### Prompt
Copy out exactly each line from the line with "niche on this basis." through the last line of the material below.

[Material for this task Boundary: Start]

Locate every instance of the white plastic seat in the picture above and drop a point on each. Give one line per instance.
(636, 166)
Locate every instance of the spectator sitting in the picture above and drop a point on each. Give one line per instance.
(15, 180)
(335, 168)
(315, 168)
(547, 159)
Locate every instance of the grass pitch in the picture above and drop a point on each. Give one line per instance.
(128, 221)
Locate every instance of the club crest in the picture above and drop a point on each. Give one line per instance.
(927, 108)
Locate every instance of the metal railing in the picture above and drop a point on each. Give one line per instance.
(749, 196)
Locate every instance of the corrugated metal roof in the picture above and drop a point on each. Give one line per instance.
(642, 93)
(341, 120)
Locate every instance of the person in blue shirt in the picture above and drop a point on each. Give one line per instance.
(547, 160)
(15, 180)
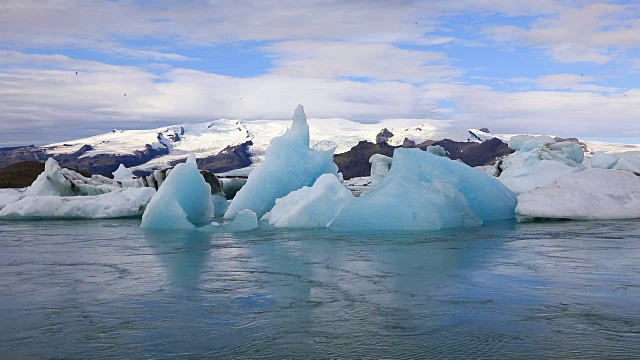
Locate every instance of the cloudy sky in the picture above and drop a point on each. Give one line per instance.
(565, 67)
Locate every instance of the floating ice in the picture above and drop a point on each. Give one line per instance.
(8, 196)
(57, 181)
(289, 165)
(526, 170)
(380, 165)
(311, 207)
(118, 203)
(631, 164)
(573, 150)
(603, 160)
(244, 220)
(586, 195)
(437, 150)
(122, 173)
(183, 201)
(422, 192)
(220, 205)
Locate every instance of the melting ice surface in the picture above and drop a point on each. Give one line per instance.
(104, 289)
(289, 165)
(182, 202)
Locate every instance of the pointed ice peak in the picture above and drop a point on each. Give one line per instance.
(51, 165)
(299, 116)
(299, 127)
(123, 173)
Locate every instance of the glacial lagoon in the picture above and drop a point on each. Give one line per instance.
(105, 289)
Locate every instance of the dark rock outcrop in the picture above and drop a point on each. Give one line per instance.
(574, 140)
(23, 173)
(355, 162)
(229, 158)
(475, 154)
(13, 155)
(383, 136)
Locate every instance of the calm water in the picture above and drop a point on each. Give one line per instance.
(106, 289)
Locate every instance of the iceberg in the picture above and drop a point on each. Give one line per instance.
(602, 160)
(183, 202)
(586, 195)
(8, 196)
(423, 191)
(122, 173)
(380, 165)
(311, 207)
(526, 170)
(289, 165)
(118, 203)
(57, 181)
(437, 150)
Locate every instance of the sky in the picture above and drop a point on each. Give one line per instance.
(562, 67)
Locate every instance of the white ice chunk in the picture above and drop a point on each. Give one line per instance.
(539, 174)
(8, 196)
(602, 160)
(380, 165)
(57, 181)
(437, 150)
(526, 170)
(183, 201)
(311, 207)
(629, 164)
(118, 203)
(244, 220)
(220, 204)
(122, 173)
(423, 192)
(289, 165)
(585, 195)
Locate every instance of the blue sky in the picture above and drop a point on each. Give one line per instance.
(564, 67)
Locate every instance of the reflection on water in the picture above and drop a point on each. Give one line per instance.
(107, 289)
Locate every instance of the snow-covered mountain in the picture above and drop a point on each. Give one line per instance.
(210, 138)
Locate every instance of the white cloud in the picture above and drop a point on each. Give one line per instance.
(591, 33)
(58, 99)
(564, 113)
(375, 61)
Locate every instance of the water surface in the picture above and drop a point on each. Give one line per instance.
(106, 289)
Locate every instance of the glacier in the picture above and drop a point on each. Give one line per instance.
(311, 207)
(288, 166)
(423, 191)
(183, 202)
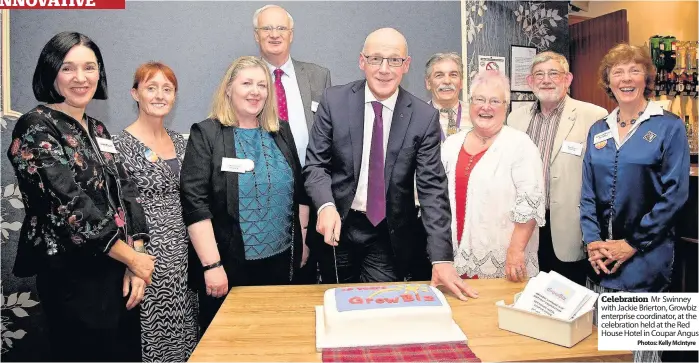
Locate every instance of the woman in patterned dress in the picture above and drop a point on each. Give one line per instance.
(242, 194)
(496, 189)
(82, 211)
(151, 154)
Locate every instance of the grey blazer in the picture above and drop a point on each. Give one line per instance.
(312, 80)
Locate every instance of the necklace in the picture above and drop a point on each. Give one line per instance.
(633, 119)
(484, 139)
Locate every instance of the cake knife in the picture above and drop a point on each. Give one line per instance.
(337, 279)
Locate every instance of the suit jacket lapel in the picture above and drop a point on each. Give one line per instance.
(304, 84)
(399, 126)
(564, 126)
(530, 116)
(231, 178)
(356, 125)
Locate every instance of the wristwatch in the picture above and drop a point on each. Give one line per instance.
(213, 265)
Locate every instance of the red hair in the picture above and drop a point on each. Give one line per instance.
(146, 71)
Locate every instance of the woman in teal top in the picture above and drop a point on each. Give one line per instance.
(242, 195)
(265, 196)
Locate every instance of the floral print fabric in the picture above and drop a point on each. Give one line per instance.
(76, 197)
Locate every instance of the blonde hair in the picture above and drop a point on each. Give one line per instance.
(222, 109)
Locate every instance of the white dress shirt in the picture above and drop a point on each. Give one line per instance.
(294, 105)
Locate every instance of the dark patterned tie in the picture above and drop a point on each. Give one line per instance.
(451, 126)
(281, 95)
(376, 189)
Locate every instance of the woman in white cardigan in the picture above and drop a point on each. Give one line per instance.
(496, 188)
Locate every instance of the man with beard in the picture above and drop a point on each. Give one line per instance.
(444, 79)
(558, 125)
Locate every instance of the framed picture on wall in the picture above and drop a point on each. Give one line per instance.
(515, 104)
(521, 58)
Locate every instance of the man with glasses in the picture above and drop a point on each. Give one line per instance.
(370, 140)
(298, 87)
(558, 125)
(444, 80)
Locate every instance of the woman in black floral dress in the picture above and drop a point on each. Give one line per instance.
(152, 156)
(83, 216)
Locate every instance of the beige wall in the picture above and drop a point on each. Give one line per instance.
(648, 18)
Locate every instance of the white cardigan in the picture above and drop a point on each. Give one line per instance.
(505, 187)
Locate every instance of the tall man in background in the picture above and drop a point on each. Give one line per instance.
(298, 86)
(444, 74)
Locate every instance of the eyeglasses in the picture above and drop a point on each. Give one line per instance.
(375, 60)
(268, 29)
(480, 101)
(618, 73)
(553, 75)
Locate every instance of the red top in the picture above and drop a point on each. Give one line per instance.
(464, 165)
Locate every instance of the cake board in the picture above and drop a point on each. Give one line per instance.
(323, 341)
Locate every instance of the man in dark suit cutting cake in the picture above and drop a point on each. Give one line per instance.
(370, 141)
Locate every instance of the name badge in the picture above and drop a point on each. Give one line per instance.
(602, 136)
(572, 148)
(235, 165)
(106, 145)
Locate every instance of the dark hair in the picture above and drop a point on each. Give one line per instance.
(51, 60)
(625, 53)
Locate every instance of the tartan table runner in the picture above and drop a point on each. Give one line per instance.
(434, 352)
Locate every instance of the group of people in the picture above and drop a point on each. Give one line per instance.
(137, 238)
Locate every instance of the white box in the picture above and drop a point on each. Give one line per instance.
(553, 330)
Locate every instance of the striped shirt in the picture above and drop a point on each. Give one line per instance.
(542, 130)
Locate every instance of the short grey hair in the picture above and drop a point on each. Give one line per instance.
(257, 13)
(491, 78)
(438, 57)
(544, 57)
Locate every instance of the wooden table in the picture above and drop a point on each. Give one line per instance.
(277, 323)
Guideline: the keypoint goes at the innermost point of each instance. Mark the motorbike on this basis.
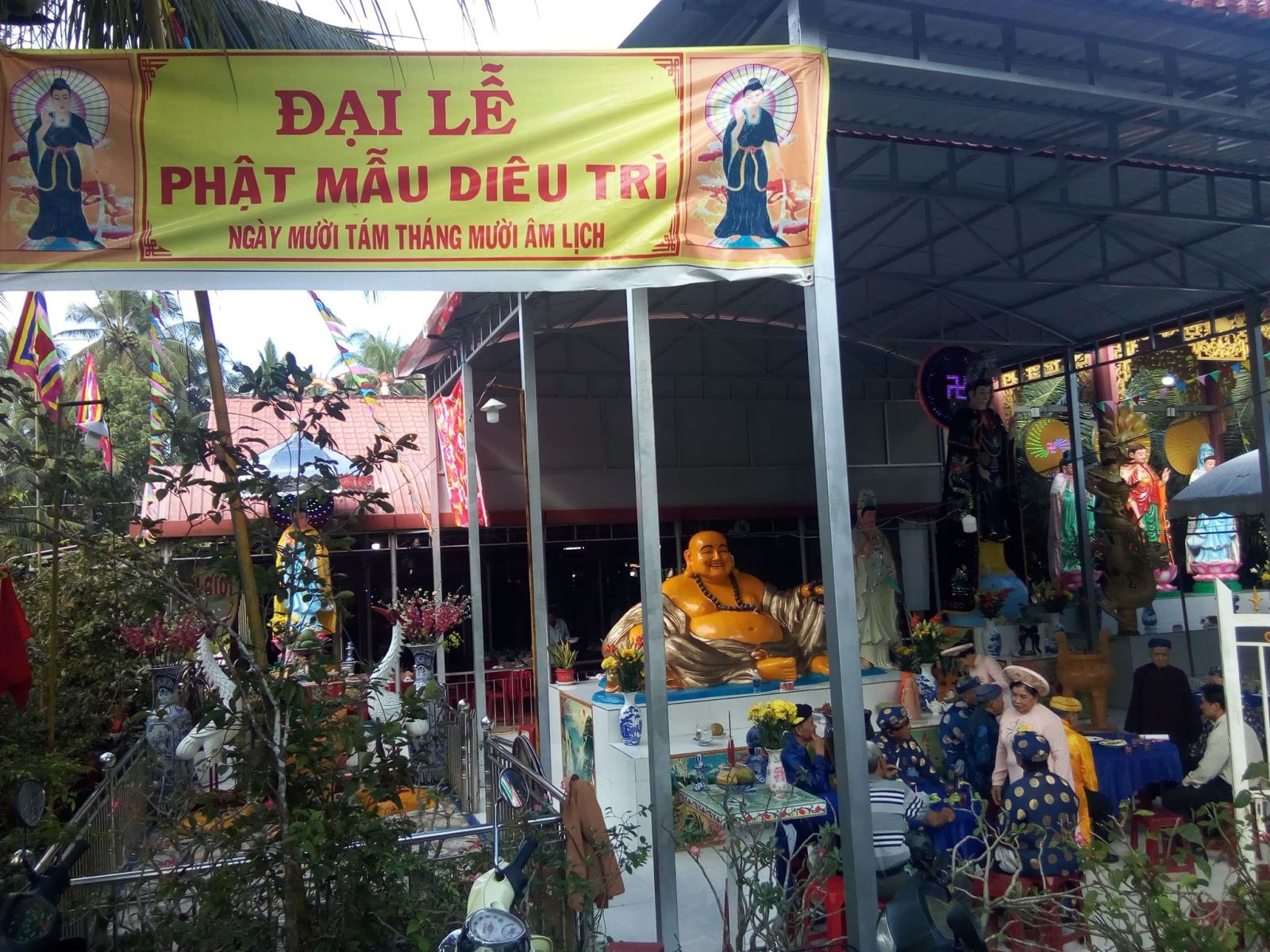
(492, 923)
(31, 920)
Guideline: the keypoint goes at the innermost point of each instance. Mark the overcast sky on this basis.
(245, 321)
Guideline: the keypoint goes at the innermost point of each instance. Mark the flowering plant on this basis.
(427, 620)
(990, 602)
(1051, 597)
(772, 719)
(167, 636)
(625, 664)
(930, 636)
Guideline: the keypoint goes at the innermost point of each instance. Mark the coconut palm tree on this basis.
(381, 355)
(217, 25)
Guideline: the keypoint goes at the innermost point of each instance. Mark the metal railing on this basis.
(114, 816)
(114, 895)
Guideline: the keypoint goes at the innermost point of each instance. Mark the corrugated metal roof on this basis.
(184, 514)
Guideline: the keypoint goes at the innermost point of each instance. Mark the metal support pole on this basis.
(1089, 601)
(657, 716)
(533, 524)
(833, 507)
(438, 486)
(474, 566)
(238, 516)
(1253, 305)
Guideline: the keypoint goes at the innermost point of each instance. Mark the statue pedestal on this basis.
(620, 772)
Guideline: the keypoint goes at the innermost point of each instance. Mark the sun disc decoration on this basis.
(780, 98)
(943, 380)
(1181, 443)
(1045, 442)
(29, 98)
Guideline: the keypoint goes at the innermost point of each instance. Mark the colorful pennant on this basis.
(90, 414)
(33, 355)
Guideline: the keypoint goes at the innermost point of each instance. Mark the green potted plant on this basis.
(563, 658)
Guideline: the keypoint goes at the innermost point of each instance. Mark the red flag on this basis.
(90, 414)
(14, 634)
(33, 355)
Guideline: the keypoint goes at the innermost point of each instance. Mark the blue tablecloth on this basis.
(1122, 774)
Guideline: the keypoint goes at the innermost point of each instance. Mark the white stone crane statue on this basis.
(207, 747)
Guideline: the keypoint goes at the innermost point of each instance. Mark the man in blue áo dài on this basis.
(906, 754)
(954, 727)
(1039, 810)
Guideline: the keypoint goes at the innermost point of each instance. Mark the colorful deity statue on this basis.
(876, 585)
(1064, 539)
(305, 613)
(1212, 541)
(723, 626)
(978, 517)
(1149, 505)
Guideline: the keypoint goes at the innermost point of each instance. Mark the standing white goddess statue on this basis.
(1212, 541)
(876, 585)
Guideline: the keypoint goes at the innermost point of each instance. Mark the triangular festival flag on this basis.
(33, 355)
(90, 414)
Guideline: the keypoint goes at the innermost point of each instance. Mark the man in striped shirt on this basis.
(895, 809)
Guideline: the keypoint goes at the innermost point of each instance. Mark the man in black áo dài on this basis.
(1161, 701)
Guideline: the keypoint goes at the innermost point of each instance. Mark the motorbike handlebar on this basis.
(55, 882)
(524, 854)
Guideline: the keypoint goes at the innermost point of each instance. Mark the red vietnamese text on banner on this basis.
(90, 414)
(33, 355)
(452, 444)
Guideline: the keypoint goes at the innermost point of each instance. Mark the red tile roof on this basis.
(184, 514)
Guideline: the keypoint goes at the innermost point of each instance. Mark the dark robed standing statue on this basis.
(1161, 701)
(749, 154)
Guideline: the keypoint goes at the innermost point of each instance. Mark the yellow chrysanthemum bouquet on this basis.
(772, 719)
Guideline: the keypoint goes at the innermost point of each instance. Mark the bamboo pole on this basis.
(238, 516)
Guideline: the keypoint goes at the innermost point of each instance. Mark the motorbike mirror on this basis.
(512, 789)
(31, 804)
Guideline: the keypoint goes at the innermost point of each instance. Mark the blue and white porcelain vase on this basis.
(630, 721)
(926, 685)
(757, 762)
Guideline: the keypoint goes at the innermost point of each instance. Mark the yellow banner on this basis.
(432, 171)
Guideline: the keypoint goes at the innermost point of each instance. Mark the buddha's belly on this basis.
(749, 628)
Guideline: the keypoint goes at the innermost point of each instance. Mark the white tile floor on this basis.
(633, 917)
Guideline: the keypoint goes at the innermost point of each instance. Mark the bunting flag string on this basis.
(368, 385)
(452, 446)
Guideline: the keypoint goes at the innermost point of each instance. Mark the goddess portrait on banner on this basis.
(61, 114)
(749, 202)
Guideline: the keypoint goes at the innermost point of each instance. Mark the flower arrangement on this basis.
(165, 636)
(929, 638)
(563, 657)
(772, 719)
(625, 664)
(427, 620)
(990, 602)
(1051, 597)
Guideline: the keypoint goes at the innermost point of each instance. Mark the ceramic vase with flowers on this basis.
(429, 624)
(774, 719)
(922, 649)
(624, 668)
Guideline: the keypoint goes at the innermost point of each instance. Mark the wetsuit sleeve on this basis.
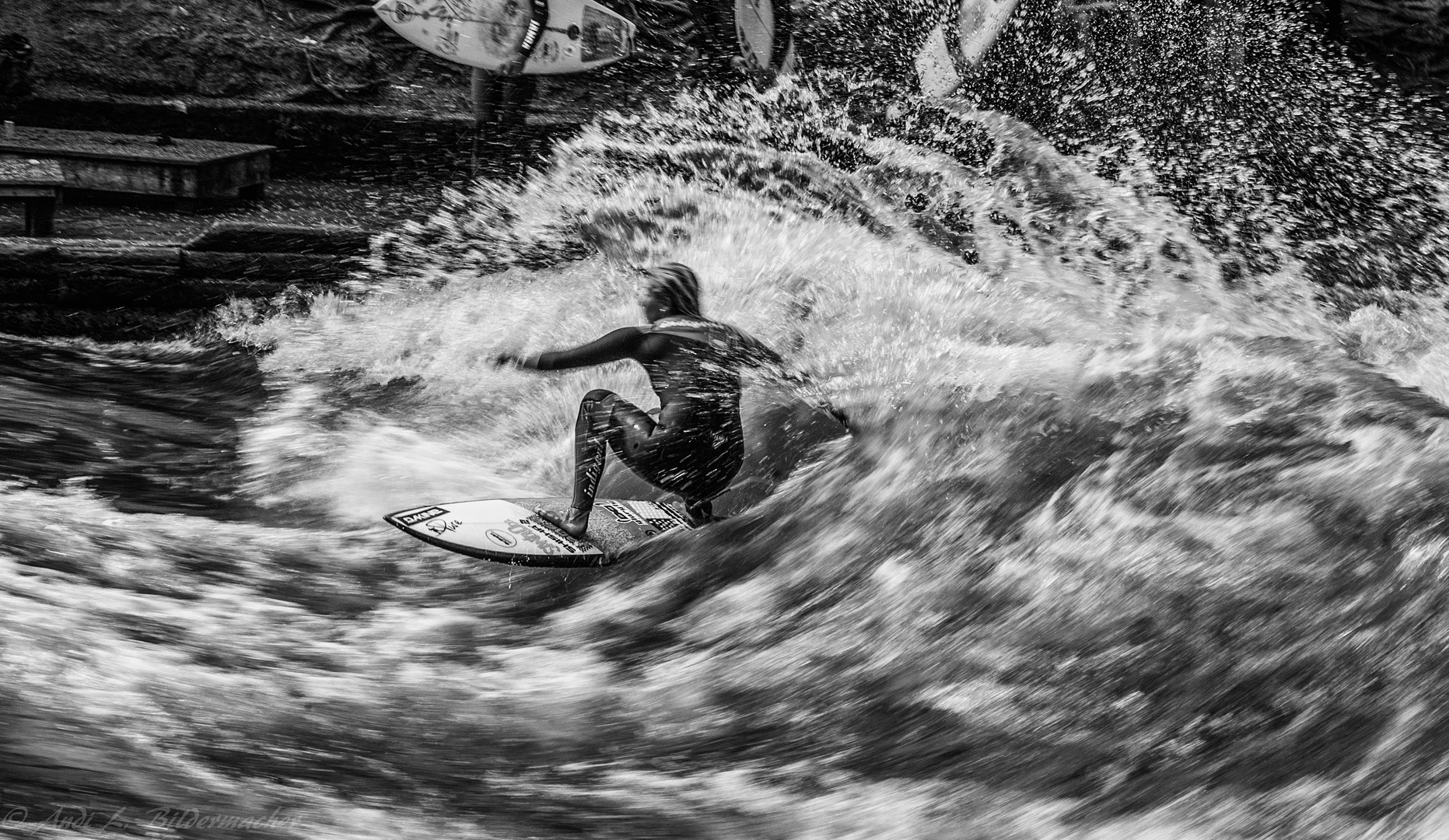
(622, 344)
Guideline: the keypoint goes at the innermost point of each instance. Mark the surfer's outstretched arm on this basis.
(622, 344)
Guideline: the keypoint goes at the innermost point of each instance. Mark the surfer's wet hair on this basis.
(676, 284)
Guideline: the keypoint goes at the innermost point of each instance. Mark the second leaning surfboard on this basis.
(580, 33)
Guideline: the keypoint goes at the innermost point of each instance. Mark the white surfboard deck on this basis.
(958, 45)
(580, 33)
(509, 530)
(762, 35)
(978, 26)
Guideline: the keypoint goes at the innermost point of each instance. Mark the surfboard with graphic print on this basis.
(510, 530)
(579, 35)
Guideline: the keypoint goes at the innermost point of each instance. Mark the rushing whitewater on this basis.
(1115, 548)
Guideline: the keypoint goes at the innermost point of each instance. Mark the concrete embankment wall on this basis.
(110, 289)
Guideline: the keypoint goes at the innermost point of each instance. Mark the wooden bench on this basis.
(35, 183)
(186, 170)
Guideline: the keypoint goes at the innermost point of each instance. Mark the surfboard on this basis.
(509, 530)
(755, 37)
(958, 45)
(580, 33)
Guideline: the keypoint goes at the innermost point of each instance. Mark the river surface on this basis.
(1128, 541)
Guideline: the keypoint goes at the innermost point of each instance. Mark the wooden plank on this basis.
(31, 173)
(19, 258)
(116, 147)
(13, 191)
(257, 236)
(141, 166)
(264, 267)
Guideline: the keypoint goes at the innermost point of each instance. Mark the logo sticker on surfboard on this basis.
(421, 516)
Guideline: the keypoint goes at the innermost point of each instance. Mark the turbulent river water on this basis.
(1126, 541)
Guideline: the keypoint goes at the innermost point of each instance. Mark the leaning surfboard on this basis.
(510, 530)
(958, 45)
(580, 33)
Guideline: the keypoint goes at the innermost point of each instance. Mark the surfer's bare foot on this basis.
(700, 513)
(574, 525)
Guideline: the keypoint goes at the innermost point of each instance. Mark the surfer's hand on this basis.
(796, 377)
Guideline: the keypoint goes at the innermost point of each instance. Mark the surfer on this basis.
(698, 443)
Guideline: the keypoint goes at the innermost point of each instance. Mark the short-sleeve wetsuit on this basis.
(698, 443)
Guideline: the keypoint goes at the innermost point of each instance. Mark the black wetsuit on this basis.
(698, 443)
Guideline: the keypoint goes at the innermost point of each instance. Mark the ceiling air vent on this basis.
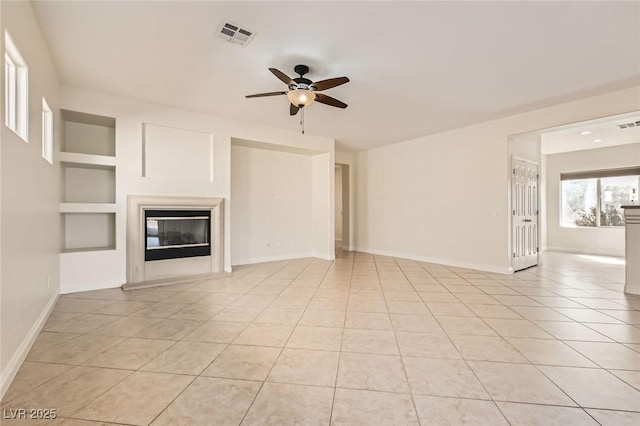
(233, 33)
(629, 125)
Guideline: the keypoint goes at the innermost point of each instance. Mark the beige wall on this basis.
(92, 270)
(338, 202)
(29, 212)
(271, 205)
(444, 197)
(603, 241)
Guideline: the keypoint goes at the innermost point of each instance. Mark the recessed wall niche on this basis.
(88, 193)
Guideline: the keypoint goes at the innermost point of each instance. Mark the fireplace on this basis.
(174, 234)
(173, 238)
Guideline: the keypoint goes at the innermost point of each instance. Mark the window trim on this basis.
(597, 175)
(16, 90)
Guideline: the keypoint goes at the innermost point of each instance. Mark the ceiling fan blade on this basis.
(260, 95)
(328, 100)
(330, 83)
(282, 76)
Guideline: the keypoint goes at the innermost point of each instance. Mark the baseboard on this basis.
(324, 256)
(447, 262)
(19, 356)
(274, 258)
(65, 289)
(577, 251)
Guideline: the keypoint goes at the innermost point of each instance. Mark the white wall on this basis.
(348, 159)
(107, 269)
(602, 241)
(444, 197)
(271, 205)
(29, 214)
(338, 202)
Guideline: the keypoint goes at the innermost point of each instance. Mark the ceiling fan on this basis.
(302, 91)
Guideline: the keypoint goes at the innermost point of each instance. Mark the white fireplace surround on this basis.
(137, 267)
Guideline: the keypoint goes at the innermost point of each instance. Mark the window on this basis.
(592, 199)
(16, 83)
(47, 132)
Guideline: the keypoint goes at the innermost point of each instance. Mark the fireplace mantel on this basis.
(138, 270)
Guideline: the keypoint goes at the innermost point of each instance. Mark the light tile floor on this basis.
(362, 340)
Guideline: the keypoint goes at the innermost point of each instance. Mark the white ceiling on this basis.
(416, 68)
(604, 132)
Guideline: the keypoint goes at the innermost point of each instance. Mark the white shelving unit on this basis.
(88, 167)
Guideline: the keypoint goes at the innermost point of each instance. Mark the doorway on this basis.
(341, 207)
(524, 213)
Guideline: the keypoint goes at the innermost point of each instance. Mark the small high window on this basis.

[Material for this task Boundary: End]

### Answer for this exercise
Guideline: the keypoint goes at the innermost point of each instance. Mark the recessed wall niche on this basis.
(88, 193)
Guideline: the keypoint goes at the innermost point of each instance. Mark the fireplace on this basis.
(174, 234)
(173, 238)
Guideline: the keypoint goes at the innermost point of each instance. Mark the window trim on this basis.
(597, 175)
(16, 90)
Guideline: the keypoint goes at the innermost point of each instance. Mark the ceiling fan blade on this basis.
(260, 95)
(328, 100)
(330, 83)
(282, 76)
Guideline: the keypoint goes at the innermost point of each instance. Mark the baseboard on this basis.
(324, 256)
(447, 262)
(19, 356)
(274, 258)
(65, 289)
(577, 251)
Guideline: the keypoint goes at the innermost point of each instance. Mark the white wall on this basis.
(348, 159)
(107, 269)
(602, 241)
(444, 197)
(271, 205)
(29, 214)
(338, 202)
Guideline: the keypoint goes at the innermost point of each instance. Mark the ceiling fan on this basis.
(302, 91)
Guideline: the keypoint goes at the innermost point of each instance. Mark the white fireplace surround on this basis.
(137, 267)
Guideline: the keypoint goes at the innermost point of each instance. Mark the window on this basis.
(592, 199)
(16, 83)
(47, 132)
Guideline: the keypoint goes at the innermost point of each instance. Mark the fireplace mantel on this basis.
(138, 270)
Guideline: the keypoint goes at the innermost point of each instance. Mark the light tile floor on this basis.
(362, 340)
Guideline: the keypoint goes at the innermost point of each instance. Mark the white ceiling on this basis.
(416, 68)
(604, 132)
Guideline: the keypoint goes at the innermost point of each instance. Mark the white shelving unit on this basis.
(88, 167)
Guideline: the keypoint goes at the innermost point of each instance. Mark the doorway on this basis.
(341, 207)
(524, 213)
Guideline: the keypoint goes at the innermost point of each instance. Mark the small high window on this basis.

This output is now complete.